* _Exercise instructions_
Starting with the line that contains "purple flower row -> trace every instance", copy every line through the end of the data below, exactly and with nothing added.

________________

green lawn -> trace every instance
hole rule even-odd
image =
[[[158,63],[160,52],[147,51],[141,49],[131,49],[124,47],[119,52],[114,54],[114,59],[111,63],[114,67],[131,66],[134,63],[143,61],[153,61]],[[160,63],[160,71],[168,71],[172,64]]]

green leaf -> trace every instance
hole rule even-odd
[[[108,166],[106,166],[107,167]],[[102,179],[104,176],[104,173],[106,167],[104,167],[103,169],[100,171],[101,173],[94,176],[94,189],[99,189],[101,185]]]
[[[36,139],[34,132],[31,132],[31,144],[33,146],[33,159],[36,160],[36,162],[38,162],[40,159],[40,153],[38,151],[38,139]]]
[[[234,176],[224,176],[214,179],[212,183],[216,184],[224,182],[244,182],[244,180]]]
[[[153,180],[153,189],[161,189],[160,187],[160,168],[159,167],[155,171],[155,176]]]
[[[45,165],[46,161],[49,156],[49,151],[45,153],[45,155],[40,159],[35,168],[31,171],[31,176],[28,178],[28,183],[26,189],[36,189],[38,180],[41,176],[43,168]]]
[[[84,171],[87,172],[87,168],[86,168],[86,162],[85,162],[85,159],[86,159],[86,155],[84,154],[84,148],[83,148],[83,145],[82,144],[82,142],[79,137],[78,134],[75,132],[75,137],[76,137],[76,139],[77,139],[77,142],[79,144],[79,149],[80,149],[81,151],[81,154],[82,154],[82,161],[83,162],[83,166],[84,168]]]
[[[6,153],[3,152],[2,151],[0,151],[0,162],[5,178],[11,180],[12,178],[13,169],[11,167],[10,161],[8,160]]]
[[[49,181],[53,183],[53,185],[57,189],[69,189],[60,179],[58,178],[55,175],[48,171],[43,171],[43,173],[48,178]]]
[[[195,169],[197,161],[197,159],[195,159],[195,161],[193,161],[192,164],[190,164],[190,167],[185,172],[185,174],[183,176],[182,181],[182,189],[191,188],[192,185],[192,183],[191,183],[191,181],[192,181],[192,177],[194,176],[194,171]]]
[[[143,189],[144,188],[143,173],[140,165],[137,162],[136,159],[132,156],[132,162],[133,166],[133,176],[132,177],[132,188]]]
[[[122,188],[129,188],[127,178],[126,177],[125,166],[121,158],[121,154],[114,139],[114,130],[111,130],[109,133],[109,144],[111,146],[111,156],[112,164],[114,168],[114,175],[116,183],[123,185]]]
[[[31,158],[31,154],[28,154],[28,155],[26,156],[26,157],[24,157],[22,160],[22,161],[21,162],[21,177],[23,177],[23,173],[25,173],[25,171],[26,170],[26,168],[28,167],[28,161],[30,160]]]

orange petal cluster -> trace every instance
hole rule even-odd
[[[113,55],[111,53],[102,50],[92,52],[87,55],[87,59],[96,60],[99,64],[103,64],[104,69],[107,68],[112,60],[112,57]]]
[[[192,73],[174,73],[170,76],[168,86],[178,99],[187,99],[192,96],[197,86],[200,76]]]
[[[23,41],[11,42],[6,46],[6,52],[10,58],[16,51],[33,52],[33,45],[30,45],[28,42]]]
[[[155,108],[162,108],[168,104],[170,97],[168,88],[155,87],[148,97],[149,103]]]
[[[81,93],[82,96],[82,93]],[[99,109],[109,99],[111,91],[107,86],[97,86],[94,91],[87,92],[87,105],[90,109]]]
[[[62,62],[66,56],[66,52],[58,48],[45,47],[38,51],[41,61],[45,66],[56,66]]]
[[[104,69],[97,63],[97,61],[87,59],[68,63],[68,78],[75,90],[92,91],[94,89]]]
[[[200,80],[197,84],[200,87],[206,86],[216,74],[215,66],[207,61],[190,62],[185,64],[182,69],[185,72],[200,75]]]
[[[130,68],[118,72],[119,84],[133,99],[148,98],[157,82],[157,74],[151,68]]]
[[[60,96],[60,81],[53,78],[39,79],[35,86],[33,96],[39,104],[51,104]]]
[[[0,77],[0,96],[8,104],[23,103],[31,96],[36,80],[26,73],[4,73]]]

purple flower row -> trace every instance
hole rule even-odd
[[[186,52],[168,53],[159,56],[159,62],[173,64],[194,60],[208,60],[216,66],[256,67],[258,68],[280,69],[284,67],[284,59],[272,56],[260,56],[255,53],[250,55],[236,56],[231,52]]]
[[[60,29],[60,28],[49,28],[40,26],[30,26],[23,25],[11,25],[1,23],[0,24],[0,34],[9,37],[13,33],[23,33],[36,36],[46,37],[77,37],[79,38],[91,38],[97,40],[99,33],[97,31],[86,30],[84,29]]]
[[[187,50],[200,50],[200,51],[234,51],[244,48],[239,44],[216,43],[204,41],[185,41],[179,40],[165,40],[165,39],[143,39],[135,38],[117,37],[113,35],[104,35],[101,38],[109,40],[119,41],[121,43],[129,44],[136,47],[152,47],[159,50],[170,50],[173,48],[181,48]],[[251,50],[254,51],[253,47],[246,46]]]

________________

* _Exercise result_
purple flower row -> trace every instance
hole rule even-odd
[[[186,52],[168,53],[159,56],[159,62],[173,64],[194,60],[208,60],[216,66],[256,67],[258,68],[280,69],[284,67],[284,59],[272,56],[260,56],[255,53],[250,55],[236,56],[231,52]]]
[[[60,29],[60,28],[49,28],[40,26],[30,26],[23,25],[11,25],[1,23],[0,24],[0,34],[9,37],[13,33],[23,33],[36,36],[46,37],[77,37],[79,38],[91,38],[97,40],[99,33],[97,31],[86,30],[84,29]]]
[[[187,50],[200,50],[200,51],[234,51],[244,48],[239,44],[216,43],[204,41],[185,41],[179,40],[165,40],[165,39],[143,39],[135,38],[117,37],[113,35],[104,35],[101,38],[109,40],[119,41],[121,43],[129,44],[136,47],[152,47],[159,50],[170,50],[173,48],[181,48]],[[251,50],[254,51],[253,47],[246,46]]]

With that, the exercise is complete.